Photo object pointing records
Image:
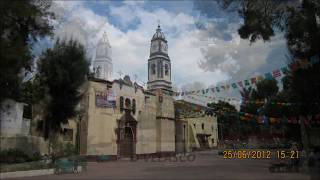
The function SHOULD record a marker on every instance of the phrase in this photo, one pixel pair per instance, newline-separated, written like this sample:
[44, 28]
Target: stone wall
[11, 119]
[28, 144]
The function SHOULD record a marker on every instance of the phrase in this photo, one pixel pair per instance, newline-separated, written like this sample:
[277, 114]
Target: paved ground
[207, 165]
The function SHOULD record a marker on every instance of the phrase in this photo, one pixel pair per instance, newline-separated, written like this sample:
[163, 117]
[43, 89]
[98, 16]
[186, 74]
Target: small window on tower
[166, 69]
[133, 106]
[121, 104]
[153, 68]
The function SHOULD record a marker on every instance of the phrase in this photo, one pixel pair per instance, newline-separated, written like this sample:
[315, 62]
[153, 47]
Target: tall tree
[22, 24]
[62, 71]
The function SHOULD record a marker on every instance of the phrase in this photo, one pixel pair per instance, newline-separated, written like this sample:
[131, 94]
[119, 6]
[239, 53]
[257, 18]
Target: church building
[119, 117]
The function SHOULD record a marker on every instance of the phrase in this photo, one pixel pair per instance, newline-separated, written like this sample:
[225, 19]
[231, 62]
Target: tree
[227, 118]
[22, 24]
[62, 70]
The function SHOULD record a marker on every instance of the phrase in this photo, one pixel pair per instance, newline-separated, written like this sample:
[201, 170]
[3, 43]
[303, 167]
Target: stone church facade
[120, 118]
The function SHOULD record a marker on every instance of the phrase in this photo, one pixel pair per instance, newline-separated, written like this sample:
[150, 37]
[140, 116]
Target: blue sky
[204, 46]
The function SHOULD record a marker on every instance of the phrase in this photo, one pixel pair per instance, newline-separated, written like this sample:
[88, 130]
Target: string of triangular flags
[257, 102]
[278, 73]
[262, 119]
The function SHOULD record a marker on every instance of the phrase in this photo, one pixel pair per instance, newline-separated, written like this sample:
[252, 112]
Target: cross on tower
[120, 73]
[158, 22]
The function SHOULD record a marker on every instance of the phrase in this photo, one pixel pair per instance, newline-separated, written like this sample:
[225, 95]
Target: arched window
[166, 69]
[133, 106]
[121, 104]
[153, 68]
[127, 103]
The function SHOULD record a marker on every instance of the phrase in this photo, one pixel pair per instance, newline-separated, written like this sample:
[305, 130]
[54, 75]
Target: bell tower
[159, 64]
[102, 64]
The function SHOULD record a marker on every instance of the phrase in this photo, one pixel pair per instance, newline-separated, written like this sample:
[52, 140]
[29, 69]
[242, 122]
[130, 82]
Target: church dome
[103, 47]
[158, 35]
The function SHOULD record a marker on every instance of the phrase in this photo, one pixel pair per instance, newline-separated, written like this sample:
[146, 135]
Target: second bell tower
[159, 64]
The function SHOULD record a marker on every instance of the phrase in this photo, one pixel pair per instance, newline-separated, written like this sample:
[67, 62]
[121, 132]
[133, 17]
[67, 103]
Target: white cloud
[192, 58]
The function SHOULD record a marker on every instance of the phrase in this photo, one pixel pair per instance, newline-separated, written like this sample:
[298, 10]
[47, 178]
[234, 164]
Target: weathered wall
[165, 124]
[12, 122]
[102, 122]
[210, 128]
[28, 144]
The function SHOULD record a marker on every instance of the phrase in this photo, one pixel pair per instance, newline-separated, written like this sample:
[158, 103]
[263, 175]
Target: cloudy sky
[204, 46]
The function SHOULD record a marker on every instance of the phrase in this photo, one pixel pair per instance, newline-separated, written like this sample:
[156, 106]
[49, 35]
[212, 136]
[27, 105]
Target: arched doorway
[126, 145]
[126, 135]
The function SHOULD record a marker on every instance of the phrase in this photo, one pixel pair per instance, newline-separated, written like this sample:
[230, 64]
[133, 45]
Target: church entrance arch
[126, 135]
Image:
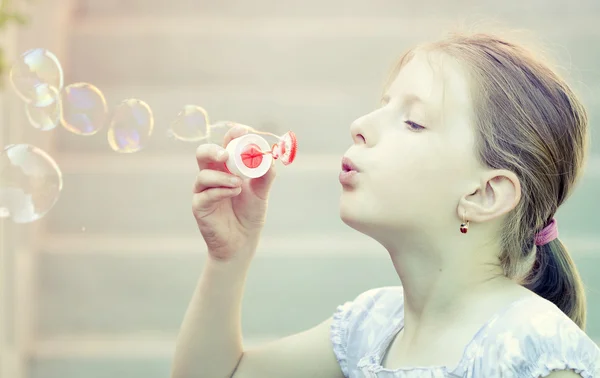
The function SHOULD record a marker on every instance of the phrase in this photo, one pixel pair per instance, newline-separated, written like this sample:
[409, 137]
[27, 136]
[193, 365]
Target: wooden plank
[137, 204]
[275, 52]
[320, 116]
[122, 346]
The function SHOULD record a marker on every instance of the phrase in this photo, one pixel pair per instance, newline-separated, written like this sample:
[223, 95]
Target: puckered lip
[348, 165]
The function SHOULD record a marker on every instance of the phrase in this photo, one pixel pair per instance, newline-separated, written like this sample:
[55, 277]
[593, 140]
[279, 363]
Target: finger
[207, 199]
[210, 178]
[262, 185]
[235, 132]
[210, 155]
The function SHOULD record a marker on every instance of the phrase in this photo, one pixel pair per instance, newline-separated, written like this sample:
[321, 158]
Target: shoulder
[536, 339]
[357, 325]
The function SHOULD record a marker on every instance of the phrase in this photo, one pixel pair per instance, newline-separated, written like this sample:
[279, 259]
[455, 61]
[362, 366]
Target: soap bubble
[34, 74]
[84, 109]
[131, 126]
[30, 183]
[190, 125]
[45, 117]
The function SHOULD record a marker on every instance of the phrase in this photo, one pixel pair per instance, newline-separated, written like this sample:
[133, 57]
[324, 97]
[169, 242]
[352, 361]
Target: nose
[357, 132]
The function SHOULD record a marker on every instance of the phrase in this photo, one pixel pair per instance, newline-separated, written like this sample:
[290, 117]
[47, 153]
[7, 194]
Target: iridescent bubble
[190, 125]
[131, 126]
[45, 117]
[84, 109]
[35, 72]
[30, 183]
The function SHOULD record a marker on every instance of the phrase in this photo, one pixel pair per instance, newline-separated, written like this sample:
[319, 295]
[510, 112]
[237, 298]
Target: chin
[353, 217]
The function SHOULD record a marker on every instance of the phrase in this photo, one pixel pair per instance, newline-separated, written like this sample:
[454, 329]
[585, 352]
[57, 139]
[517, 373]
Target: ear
[497, 193]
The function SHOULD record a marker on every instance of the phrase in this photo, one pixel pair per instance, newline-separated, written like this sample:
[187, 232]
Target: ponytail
[554, 277]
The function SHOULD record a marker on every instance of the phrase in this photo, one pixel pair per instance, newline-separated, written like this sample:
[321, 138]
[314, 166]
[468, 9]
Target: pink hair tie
[547, 234]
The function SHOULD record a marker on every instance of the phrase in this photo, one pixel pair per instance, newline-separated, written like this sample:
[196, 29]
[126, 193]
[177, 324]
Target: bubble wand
[251, 156]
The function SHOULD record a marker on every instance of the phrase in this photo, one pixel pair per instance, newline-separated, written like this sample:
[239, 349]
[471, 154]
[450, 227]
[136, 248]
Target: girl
[458, 175]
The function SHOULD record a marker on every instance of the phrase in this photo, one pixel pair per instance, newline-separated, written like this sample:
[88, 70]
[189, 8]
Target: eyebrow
[407, 99]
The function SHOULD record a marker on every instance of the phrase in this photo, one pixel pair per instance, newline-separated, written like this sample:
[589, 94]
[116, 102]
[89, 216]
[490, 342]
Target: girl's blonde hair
[530, 122]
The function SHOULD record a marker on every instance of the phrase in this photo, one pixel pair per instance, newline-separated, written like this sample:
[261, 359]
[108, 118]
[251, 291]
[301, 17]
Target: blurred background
[98, 287]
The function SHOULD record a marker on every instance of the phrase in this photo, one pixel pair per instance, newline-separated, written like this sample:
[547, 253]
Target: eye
[414, 126]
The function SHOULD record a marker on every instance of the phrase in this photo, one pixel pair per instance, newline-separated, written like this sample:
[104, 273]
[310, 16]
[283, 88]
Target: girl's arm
[210, 340]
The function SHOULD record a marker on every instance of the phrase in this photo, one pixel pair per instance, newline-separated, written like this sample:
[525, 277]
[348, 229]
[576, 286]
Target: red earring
[464, 226]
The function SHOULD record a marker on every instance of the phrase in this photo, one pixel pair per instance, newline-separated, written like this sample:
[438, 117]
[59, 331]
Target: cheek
[420, 173]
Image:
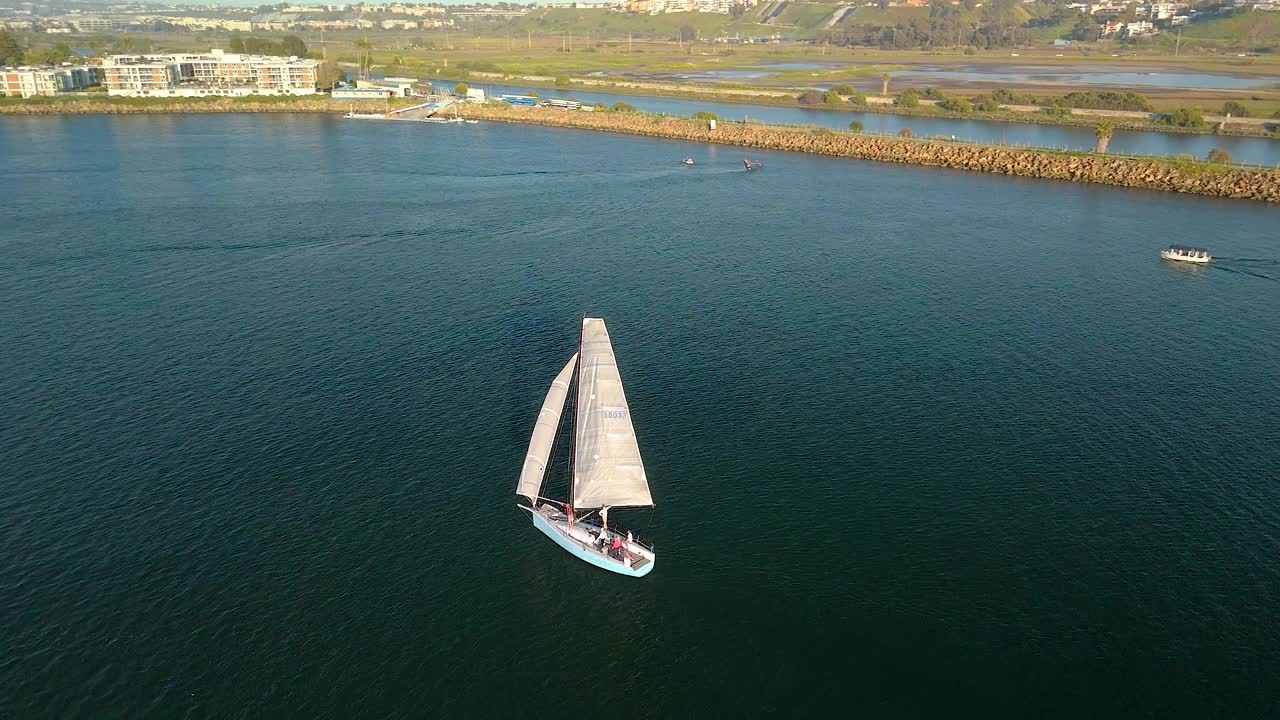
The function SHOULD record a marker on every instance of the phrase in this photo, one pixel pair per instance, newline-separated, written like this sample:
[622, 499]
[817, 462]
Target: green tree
[1235, 109]
[366, 58]
[60, 53]
[10, 53]
[986, 104]
[1185, 118]
[810, 98]
[293, 45]
[1104, 135]
[328, 74]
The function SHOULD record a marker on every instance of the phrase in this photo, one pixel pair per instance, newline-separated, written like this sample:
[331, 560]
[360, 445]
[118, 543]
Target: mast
[577, 391]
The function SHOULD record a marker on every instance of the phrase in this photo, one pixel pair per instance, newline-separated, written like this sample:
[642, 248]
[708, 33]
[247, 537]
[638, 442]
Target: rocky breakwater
[1170, 176]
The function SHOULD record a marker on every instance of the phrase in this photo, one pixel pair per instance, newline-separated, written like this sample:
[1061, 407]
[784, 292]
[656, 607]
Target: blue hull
[588, 555]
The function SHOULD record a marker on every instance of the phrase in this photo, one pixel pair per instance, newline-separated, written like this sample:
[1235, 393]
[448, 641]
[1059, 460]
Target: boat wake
[1257, 260]
[1243, 272]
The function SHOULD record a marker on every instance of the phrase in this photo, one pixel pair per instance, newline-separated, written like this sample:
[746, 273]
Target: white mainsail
[607, 468]
[544, 434]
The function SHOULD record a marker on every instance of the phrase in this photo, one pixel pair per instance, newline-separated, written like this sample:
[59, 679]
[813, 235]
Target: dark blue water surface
[923, 442]
[1255, 150]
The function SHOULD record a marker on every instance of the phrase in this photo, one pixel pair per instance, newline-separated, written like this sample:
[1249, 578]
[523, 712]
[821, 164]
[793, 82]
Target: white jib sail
[607, 468]
[544, 434]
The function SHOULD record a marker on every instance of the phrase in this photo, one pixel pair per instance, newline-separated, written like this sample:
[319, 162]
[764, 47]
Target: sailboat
[606, 472]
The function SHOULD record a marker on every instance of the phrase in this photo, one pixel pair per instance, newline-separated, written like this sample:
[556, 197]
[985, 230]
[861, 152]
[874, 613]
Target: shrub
[1185, 118]
[909, 98]
[1235, 109]
[1006, 96]
[810, 98]
[986, 104]
[1106, 100]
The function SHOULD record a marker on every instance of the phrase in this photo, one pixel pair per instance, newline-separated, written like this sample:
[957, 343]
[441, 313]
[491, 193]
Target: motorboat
[1185, 254]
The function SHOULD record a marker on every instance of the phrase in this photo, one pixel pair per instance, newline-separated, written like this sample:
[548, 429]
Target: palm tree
[365, 59]
[1104, 135]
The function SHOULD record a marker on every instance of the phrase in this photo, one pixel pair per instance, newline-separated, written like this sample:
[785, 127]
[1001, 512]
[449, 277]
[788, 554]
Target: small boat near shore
[1185, 254]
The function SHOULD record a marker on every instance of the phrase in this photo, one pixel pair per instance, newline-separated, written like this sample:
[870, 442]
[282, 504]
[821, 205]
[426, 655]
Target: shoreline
[1151, 173]
[876, 104]
[1168, 176]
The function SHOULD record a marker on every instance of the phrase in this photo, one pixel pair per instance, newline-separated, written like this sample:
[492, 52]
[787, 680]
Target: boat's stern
[577, 541]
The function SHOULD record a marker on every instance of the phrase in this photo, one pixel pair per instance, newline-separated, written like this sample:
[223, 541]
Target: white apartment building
[27, 82]
[209, 73]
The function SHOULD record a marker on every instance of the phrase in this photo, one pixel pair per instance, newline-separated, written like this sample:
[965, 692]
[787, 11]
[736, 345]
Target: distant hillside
[1247, 31]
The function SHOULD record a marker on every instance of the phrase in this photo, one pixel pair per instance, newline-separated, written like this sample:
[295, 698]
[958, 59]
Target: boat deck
[580, 537]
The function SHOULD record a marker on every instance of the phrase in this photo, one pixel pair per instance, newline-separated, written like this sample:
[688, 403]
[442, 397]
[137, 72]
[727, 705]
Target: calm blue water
[923, 442]
[1025, 74]
[1256, 150]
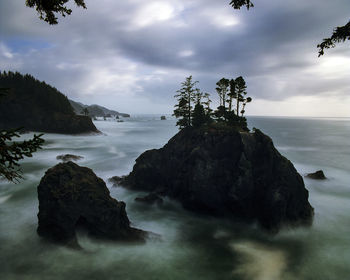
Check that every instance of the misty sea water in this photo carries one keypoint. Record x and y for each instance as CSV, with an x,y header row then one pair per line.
x,y
191,246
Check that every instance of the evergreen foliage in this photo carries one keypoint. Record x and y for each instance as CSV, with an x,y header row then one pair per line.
x,y
199,116
186,95
37,106
340,34
11,152
47,9
228,90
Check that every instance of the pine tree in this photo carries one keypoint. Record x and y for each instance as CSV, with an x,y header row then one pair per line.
x,y
186,97
11,152
199,117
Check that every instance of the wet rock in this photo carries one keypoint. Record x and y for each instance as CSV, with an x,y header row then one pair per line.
x,y
225,172
116,180
151,198
318,175
69,157
71,196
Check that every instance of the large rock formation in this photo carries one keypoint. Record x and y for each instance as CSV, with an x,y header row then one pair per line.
x,y
222,171
71,196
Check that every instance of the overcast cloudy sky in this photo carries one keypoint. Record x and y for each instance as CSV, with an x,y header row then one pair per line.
x,y
132,55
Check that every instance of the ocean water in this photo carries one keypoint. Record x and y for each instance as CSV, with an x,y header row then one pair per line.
x,y
191,246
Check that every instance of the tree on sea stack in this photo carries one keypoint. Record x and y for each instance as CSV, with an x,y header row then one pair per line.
x,y
186,96
85,111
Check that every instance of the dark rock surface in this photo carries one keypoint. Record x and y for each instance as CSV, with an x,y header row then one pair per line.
x,y
72,196
318,175
116,180
69,157
151,198
224,172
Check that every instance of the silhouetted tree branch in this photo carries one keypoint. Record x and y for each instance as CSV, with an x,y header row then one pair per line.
x,y
237,4
48,8
340,34
11,152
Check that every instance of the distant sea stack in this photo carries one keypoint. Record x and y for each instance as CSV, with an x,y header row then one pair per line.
x,y
37,106
225,172
71,197
96,110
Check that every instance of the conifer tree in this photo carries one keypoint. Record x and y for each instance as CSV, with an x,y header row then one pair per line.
x,y
186,97
241,91
11,152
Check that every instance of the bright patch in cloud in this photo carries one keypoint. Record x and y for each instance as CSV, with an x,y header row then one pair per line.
x,y
186,53
5,51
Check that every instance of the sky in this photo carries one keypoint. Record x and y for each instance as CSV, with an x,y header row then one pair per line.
x,y
132,55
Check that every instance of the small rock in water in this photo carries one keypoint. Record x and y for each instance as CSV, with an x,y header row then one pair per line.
x,y
150,199
116,180
71,197
318,175
69,157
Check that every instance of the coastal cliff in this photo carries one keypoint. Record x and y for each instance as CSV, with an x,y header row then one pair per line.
x,y
36,106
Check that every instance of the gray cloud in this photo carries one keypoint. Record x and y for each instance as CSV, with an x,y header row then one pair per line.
x,y
133,51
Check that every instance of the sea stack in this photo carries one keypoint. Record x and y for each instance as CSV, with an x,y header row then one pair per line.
x,y
72,196
225,172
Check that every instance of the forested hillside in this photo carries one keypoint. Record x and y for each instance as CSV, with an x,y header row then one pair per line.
x,y
37,106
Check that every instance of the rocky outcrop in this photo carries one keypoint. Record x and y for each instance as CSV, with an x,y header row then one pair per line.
x,y
318,175
224,172
151,198
71,196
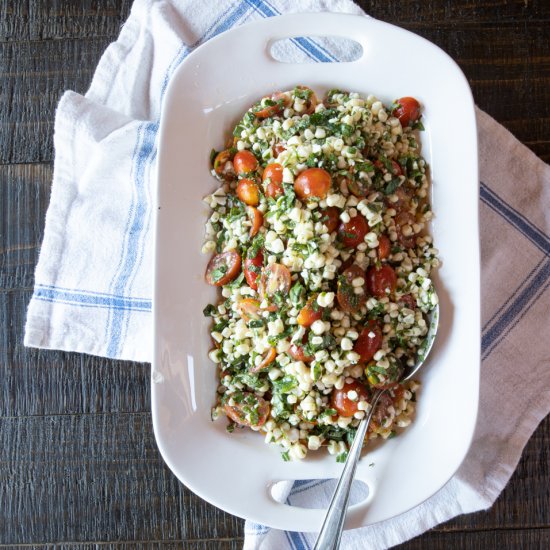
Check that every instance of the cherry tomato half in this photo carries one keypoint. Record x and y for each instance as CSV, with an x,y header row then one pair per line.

WRITTEN REQUEST:
Update the lines from the one holding "Check that every instance of the forested" through the end of the records, inclusive, replacing "rocky outcrop" with "rock formation" and keeping everything else unchanged. Leave the pictures out of your answer.

EXPECTED ANSWER:
Check that every instance of the forested hillside in this photo carries one keypoint. Record x and y for each instance as CSV, with an x,y header row then one pair per line.
x,y
37,106
Check that every instance of the rock formation in this photo carries one keypoint. Record x and y for each instance as CSV, with an x,y header row then one pair per line.
x,y
318,175
224,172
151,198
71,196
Check that every instance of the cherry tomato half in this photo carries one keypoint. Record x and y for each instance as CSV, with an x,y header row then one pair per line.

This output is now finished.